### INSTRUCTION 1:
State how many lines of the records contain the string "range", counting only matches in the same case.

### TEXT SEGMENT:
####################

Is that what you set out to do?

You will say "NO!" I will say "YES!" That IS what you set out to do. You did not want the world to say, "Oh, yes, I want to watch this family show." You wanted the world to say, "Oooh! How clever to remind us of the original F-word in the context of this family show!"

What you have done, in essence, is, you have connected the word "family" to the original "F-word" so that when we think of the former, we think of the latter. Inevitably. Inexorably.

You jerk, whoever you are.

I will not watch your show, because I don't like your costumes or your hair.

But mainly I will not watch your show because I despise your smug manipulation of the language under the guise of cleverness.

The original F-word you.

Sunday, January 10, 2010

Probably Best to Skip This Entry

So...public rest rooms. For guys. (Sorry, this is the only kind I'm qualified to address.)

Question.

If you're a guy, and you walk into a public rest room, and there are three empty urinals staring at you, which one do you use?

Better question, which one DON'T you use?

Why, the one in the middle, of course.

Because, by using either the one on the right or the one on the left, there is AT LEAST the possibility that the next guy into the rest room will not be standing directly next to you. Why is it a good thing to not have a guy standing directly next to you?

Well, it just is, that's all.

And if you're a guy, using the urinal, please do not sing. Or hum. Or whistle.

I've been in rest rooms where this happens.

My first question to you songbirds is this: What, really, is there to hum about? Sure, it's a relieving, pleasant thing you are doing. We who are in the rest room with you already know that. By definition, we are happy for you. We do not need you to serenade us while you are taking a leak. Because, truth be told, all your little concert is doing for us is holding up our progress, if you know what I mean. We cannot concentrate while you are warbling to your...whatever. And, look, if you do feel it's necessary to sing or hum or whistle while you're addressing the urinal, please, for the love of God, sing or hum or whistle something that is not familiar to us. I mean, if you sing or hum or whistle "Tie A Yellow Ribbon 'Round The Old Oak Tree" while you're whizzing away, even when you leave, the damn tune is gonna be in our brains, and we STILL will not be able to concentrate on the task at hand. A friend of mine once told me that when you get a tune stuck in your head, the only way to eliminate it is to replace it with "The Girl From Ipanema." He never told me how to get rid of "The Girl From Ipanema," however.

####################

### INSTRUCTION 2:
According to the rest room text above, why should a guy who walks in and finds three empty urinals not use the middle one? Answer in one to three sentences.

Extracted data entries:

####################

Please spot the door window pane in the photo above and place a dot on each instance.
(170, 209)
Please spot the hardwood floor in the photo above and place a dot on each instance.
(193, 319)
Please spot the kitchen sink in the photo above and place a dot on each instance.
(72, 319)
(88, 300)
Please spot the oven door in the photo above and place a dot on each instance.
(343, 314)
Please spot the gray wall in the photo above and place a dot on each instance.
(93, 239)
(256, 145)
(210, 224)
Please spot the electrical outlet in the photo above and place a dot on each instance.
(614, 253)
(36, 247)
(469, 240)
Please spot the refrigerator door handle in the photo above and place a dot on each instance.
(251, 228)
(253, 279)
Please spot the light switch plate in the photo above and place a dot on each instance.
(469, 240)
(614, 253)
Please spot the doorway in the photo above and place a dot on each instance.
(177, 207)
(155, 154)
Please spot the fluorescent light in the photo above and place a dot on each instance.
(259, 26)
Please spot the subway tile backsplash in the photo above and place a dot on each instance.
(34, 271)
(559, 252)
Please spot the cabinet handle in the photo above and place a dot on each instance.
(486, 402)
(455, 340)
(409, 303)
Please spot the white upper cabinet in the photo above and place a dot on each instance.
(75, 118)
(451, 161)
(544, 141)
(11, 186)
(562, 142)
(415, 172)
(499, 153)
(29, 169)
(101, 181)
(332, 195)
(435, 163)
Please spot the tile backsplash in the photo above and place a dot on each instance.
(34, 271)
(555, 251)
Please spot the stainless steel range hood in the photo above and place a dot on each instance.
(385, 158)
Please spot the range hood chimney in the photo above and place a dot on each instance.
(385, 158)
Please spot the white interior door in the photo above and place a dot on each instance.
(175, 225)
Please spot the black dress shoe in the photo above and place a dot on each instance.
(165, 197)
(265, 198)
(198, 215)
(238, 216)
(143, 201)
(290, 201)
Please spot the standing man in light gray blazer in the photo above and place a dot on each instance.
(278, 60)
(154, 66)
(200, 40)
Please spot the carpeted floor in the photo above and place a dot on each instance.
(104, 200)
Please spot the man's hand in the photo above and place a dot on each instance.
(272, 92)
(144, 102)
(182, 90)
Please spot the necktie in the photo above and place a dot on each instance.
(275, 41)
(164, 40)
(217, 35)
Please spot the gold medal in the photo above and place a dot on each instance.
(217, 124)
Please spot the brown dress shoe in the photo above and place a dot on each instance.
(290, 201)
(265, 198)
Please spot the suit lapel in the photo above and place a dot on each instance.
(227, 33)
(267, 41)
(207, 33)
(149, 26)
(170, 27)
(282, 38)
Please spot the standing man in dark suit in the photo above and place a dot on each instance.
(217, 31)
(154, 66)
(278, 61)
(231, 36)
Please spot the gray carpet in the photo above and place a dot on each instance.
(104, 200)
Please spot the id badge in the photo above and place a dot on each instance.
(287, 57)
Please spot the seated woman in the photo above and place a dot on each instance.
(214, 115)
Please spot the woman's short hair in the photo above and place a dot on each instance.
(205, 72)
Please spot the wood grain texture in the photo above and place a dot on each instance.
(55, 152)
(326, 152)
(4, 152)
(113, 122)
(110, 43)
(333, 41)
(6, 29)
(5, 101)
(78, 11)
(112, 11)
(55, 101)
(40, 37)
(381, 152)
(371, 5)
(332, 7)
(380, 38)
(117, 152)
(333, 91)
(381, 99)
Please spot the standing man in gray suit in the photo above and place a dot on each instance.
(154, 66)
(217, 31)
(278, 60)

####################

### FULL ANSWER 1:
2

### FULL ANSWER 2:
Using the urinal on the right or the one on the left leaves at least the possibility that the next guy who comes into the rest room will not stand directly next to you. Taking the middle one removes that possibility.